◆ PROBLEM ◆
Locate each line in the rows below that contains the string "sand", and copy those lines. Matching is case-sensitive.

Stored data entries

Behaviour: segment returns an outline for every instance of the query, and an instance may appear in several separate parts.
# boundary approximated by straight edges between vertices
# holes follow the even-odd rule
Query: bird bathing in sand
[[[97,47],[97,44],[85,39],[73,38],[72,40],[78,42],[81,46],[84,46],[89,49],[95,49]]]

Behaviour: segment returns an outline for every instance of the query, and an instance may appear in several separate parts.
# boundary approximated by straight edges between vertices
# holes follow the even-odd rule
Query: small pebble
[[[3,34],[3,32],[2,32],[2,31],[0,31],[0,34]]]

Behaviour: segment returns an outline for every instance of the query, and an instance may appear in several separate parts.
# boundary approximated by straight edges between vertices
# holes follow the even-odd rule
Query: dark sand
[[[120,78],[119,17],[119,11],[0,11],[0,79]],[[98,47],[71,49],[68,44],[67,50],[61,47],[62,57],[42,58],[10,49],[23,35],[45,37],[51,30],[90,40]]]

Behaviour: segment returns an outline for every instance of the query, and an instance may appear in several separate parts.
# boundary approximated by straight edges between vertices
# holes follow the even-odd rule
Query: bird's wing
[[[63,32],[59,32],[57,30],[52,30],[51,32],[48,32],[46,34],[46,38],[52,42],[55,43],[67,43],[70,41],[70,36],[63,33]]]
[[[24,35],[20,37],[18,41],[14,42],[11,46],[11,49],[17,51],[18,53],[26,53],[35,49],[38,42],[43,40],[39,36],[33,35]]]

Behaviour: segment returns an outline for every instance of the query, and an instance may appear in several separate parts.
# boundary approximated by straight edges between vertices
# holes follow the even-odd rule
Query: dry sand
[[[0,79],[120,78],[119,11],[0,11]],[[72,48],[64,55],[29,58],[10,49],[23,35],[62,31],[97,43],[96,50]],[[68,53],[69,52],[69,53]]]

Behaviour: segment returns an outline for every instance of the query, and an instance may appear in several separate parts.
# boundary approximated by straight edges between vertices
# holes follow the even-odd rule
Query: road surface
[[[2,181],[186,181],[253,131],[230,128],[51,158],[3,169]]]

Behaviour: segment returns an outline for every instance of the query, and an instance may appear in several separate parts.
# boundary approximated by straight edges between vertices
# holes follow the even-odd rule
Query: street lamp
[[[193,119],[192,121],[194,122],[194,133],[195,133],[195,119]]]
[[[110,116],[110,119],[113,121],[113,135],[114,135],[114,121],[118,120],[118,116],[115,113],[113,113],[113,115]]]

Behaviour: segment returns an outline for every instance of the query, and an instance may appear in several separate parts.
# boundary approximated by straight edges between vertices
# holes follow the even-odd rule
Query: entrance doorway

◆ SOLUTION TO THIS PROBLEM ◆
Query: bird bathing in sand
Query: dark sand
Query: dry sand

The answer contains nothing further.